- **Document segment**
>> BEGIN
The Wedding (Part Four) 

(Click here to listen to the fifth Ruth teaching)

Verse of the Week

“…COME AND YOU WILL SEE…” John 1v39 NASB

 

 

More Words from the Father

Revelations 3v20

Song of Songs 1v1-4

Song of Songs 2v3-14

Matthew 11v28-30

John 1v1-18

 

 

From my Heart

…He Commands the Morning Job 38v12

The dark hour before dawn wrapped its silence around me as I burrowed deeper beneath the comforter. Ahh…that luscious sense of waking early, only to realize I can luxuriate in a couple more hours of sleep…ahh…sleep.

Then a whisper echoing over the silence,

 

“Come.”

 

Blinking open my sleep encrusted eyes, I peek out of my warm nest into the darkness.

 

“Come!”

 

This time I raise my head. Did someone call my name? Who could be up? My husband’s steady snoring assured me it wasn’t him. My imagination, of course, a dream perhaps. Back to sleep.

 

“Come!”

 

This time I’m startled awake. What? Who?

 

“Come, my beloved. Come meet with Me.”

 

Could I be hearing right? Could this inexplicable voice be my Lord’s? Was He calling me to come to Him?

As I lay there wondering, I heard it one more time.

 

“Come.”

 

Reluctance fled and with it all sense of sleepiness. Throwing back the covers, I padded downstairs with my heart pounding in anticipation. What did He want? Why would He wake me? Was this real or was I going crazy?

Within moments I had my answers.

God wanted me. He wanted me to be with Him. And what’s more, He wanted to be with me. Just be. Not to read my Bible, not to pray, not to do anything at all.

 

Just be.

 

Curled up in the corner of the sofa, my Bible open on my lap, a steaming mug of tea in hand, He spoke to my heart. Words of wisdom, words of delight poured over my heart that morning. I felt lavished in His love. Surrounded. He simply wanted me.

 

And He still does.

 

From my heart,

Diane

 

 

 

Come

Come with me

my friend

and be.

Be with me

a while.

Just be.

Your senses-

Do you hear?

Do you see?

Tell me.

Tell me of your wanderings.

Be with me

a while.

Just be.

 

-Rebekah Fechter

 

 

 

ETC

The City Gate

Boaz hurried away from his clandestine meeting with Ruth driven with determination. This was not the time to dream about the future, for he faced a formidable mandate. He had to establish himself at the city gate in order to negotiate a complex contract to obtain what he wanted - Ruth.
>> END
Region outline rows
>> BEGIN
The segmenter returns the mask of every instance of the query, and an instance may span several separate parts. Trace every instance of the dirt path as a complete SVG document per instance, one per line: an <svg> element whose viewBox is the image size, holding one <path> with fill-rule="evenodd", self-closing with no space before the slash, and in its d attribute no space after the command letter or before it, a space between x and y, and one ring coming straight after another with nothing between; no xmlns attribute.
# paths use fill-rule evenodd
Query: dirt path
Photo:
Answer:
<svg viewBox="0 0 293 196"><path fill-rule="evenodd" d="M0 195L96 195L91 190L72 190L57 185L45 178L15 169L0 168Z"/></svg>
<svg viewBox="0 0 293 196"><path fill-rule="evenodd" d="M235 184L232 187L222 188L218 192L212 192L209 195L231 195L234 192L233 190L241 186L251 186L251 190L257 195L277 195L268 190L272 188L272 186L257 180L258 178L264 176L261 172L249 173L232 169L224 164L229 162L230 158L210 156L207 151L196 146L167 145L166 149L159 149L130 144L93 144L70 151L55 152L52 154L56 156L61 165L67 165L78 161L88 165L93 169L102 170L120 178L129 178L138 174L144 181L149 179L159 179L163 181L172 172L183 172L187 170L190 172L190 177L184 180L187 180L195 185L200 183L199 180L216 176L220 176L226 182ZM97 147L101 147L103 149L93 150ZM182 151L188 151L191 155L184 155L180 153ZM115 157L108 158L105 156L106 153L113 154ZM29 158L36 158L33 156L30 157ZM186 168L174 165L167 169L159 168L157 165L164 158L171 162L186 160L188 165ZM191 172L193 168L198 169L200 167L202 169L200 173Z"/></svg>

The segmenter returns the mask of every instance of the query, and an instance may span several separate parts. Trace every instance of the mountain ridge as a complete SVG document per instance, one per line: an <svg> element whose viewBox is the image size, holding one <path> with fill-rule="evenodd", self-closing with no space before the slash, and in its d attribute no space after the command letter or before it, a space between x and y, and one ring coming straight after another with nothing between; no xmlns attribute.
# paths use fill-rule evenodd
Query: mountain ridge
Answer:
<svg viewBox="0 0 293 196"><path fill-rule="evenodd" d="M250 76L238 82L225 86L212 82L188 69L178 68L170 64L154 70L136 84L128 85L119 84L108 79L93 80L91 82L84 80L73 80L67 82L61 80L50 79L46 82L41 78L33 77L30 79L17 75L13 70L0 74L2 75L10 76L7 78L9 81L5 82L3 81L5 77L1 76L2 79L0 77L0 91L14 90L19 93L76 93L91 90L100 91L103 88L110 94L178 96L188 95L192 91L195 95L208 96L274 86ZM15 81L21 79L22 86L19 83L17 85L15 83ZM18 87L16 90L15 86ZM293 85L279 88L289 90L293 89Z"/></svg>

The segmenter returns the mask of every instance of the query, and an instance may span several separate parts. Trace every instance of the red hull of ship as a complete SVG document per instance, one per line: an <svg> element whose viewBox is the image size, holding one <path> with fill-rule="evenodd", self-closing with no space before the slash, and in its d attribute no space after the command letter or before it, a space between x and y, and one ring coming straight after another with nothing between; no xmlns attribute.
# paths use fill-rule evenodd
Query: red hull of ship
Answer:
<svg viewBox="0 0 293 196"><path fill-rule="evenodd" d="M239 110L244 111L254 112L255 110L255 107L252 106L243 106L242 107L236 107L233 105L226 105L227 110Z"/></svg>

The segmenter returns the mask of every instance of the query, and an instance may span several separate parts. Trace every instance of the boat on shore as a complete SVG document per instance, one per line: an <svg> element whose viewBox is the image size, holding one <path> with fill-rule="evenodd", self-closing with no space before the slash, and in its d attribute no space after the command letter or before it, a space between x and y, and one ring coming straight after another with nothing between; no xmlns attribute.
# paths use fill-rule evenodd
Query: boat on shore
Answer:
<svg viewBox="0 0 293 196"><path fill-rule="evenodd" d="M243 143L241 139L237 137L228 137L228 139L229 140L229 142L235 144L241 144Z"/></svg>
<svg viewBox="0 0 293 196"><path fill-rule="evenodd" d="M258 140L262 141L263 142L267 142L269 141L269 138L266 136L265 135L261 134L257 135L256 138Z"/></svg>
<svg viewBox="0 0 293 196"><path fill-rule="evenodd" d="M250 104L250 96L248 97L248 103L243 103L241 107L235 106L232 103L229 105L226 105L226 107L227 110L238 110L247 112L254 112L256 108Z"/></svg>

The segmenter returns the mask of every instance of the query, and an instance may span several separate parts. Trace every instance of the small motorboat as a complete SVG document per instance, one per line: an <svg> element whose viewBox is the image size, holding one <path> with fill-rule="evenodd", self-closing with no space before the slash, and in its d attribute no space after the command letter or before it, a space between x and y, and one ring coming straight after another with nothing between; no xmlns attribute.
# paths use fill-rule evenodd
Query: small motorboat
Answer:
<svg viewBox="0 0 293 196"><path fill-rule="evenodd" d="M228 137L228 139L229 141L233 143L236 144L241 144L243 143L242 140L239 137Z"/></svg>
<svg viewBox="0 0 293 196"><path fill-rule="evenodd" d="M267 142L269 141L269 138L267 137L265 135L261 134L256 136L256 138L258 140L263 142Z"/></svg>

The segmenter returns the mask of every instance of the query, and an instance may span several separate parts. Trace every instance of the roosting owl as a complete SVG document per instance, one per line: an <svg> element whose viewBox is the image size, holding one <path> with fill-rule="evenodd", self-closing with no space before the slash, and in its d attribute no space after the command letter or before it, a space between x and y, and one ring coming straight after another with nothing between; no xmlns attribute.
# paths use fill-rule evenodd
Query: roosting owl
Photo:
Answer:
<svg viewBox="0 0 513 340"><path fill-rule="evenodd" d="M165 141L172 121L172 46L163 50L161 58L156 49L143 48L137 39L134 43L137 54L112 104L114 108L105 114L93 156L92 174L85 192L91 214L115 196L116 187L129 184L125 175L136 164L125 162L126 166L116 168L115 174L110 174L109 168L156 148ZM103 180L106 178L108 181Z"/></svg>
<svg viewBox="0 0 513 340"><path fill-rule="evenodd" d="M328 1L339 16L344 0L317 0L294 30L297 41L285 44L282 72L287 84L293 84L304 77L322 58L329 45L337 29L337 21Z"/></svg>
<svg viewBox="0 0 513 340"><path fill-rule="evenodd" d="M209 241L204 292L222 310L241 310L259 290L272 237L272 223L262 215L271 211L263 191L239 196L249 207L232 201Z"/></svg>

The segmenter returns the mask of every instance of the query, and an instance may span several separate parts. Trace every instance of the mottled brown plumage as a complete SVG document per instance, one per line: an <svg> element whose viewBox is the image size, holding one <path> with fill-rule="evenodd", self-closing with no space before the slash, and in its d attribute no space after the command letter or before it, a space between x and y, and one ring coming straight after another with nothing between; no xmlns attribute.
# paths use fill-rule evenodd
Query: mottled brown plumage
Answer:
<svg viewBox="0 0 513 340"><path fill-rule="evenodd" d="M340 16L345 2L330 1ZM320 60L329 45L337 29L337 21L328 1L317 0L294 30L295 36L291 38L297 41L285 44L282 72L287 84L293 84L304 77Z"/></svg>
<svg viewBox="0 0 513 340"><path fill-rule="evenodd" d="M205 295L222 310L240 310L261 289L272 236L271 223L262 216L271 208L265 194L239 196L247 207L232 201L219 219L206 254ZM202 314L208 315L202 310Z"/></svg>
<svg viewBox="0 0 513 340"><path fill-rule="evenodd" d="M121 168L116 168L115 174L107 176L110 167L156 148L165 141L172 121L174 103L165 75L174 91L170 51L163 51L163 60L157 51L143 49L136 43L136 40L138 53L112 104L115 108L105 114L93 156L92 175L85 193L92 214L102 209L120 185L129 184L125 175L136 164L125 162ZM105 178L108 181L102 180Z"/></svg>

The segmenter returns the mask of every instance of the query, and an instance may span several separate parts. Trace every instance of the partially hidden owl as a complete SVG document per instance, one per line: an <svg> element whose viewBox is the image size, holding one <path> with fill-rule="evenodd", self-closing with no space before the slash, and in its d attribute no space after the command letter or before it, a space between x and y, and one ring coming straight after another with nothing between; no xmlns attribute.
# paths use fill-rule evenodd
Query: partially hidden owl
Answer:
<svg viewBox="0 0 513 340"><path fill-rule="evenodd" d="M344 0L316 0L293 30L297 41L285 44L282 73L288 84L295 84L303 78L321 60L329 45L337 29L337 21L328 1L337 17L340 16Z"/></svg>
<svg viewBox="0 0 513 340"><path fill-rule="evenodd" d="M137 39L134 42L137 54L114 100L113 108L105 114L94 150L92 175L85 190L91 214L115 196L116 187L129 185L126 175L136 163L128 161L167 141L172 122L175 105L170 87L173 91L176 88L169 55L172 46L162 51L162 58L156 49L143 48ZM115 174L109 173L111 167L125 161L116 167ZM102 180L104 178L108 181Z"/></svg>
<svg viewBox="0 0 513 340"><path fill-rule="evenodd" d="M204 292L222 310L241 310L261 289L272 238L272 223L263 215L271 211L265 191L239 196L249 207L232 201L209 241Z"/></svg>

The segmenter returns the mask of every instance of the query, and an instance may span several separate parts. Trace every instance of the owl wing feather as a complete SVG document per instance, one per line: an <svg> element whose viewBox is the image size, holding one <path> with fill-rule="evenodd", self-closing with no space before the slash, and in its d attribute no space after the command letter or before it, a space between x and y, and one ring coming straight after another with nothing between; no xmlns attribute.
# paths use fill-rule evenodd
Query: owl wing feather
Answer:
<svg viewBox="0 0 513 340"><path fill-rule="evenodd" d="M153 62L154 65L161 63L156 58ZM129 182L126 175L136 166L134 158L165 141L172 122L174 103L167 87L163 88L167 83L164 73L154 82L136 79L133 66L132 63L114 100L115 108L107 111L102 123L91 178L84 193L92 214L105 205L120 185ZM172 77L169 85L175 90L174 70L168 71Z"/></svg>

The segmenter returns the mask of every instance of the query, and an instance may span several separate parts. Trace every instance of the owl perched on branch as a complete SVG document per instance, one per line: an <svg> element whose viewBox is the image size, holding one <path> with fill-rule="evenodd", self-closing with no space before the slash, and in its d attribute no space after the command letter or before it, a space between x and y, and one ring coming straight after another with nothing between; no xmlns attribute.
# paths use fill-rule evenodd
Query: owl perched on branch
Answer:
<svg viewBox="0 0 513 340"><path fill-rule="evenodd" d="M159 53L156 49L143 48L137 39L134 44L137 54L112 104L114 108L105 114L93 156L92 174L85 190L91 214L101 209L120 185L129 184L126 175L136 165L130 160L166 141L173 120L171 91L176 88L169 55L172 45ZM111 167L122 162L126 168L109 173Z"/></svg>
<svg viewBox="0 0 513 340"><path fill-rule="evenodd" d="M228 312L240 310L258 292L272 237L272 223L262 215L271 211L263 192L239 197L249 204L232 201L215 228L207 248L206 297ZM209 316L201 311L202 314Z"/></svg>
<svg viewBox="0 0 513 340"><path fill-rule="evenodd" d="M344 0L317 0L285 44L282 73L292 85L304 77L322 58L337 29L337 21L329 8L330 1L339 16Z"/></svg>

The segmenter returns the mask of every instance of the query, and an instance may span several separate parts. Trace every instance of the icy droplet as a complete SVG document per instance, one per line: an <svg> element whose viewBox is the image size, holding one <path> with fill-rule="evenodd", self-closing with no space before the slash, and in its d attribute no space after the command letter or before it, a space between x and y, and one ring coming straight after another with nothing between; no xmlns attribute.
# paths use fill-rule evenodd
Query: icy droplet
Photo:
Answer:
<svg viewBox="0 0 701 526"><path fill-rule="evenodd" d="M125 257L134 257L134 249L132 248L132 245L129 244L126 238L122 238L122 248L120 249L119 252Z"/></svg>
>> END
- **Required actions**
A. Based on the devotional piece about being called before dawn, do the following statements agree with the text? For each, answer yes or no and quote the words that decide it.
(i) The writer's husband was awake when the voice called.
(ii) After throwing back the covers, the writer went downstairs.
(iii) God wanted the writer to read the Bible that morning.
B. Reproduce the region outline rows, starting at the line that contains "the icy droplet" and continuing through the end of the rows.

- **Expected responses**
A.
(i) No: "My husband’s steady snoring assured me it wasn’t him."
(ii) Yes: "Throwing back the covers, I padded downstairs with my heart pounding in anticipation."
(iii) No: "Not to read my Bible, not to pray, not to do anything at all."

B.
The segmenter returns the mask of every instance of the query, and an instance may span several separate parts. Trace every instance of the icy droplet as a complete SVG document per instance, one per line: an <svg> element whose viewBox is the image size, holding one <path> with fill-rule="evenodd", self-closing with no space before the slash, and in its d attribute no space after the command letter or before it, a space between x and y, and one ring coming straight after another with nothing between; no xmlns attribute.
# paths use fill-rule evenodd
Query: icy droplet
Photo:
Answer:
<svg viewBox="0 0 701 526"><path fill-rule="evenodd" d="M125 257L134 257L134 249L132 248L132 245L129 244L126 238L122 238L122 248L120 249L119 252Z"/></svg>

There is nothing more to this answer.